··· Given records

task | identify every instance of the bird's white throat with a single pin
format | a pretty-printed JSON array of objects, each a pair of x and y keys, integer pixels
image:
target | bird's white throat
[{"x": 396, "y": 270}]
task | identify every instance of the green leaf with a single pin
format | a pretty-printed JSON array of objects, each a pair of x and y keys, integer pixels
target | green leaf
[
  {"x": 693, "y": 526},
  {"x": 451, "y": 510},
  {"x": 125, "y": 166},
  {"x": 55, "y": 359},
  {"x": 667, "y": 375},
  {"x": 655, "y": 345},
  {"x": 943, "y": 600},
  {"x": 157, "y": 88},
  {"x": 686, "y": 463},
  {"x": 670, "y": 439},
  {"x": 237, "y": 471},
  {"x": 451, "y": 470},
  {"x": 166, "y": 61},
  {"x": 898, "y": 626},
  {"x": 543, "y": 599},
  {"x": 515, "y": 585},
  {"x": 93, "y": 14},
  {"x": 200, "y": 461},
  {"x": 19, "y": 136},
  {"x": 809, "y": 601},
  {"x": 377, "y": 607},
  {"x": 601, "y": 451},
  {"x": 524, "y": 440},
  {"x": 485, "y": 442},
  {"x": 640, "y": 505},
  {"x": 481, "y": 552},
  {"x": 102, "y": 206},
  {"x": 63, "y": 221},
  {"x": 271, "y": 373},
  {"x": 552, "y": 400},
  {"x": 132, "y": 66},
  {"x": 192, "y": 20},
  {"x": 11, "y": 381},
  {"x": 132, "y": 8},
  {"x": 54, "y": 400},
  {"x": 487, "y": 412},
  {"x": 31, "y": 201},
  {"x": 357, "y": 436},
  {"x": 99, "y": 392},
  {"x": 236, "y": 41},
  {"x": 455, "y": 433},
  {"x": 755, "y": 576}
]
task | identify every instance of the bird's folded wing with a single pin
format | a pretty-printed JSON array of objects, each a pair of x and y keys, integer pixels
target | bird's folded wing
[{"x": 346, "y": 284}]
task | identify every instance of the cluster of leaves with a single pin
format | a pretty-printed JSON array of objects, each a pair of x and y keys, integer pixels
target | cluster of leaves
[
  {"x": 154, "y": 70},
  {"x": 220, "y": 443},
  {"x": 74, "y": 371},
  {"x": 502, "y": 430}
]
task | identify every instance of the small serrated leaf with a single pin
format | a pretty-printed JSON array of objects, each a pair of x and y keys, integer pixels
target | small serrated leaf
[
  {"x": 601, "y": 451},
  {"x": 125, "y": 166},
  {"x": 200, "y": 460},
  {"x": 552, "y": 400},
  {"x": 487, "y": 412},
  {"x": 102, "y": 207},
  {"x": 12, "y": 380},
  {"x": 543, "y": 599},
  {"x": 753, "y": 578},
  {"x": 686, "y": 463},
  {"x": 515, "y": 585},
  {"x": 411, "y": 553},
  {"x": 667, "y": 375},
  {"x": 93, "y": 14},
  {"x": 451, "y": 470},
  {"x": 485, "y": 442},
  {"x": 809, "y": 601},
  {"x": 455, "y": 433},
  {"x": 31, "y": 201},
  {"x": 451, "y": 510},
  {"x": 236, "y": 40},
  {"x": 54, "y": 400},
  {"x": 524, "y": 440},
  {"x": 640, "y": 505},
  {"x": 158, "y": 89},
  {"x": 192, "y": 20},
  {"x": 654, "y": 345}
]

······

_Goal of the exercise_.
Keep only the lines in the items above that contain the string "throat", with case counting, and copy each one.

_Solution to this problem_.
task | identify every instance of the bird's white throat with a single pin
target | bird's white throat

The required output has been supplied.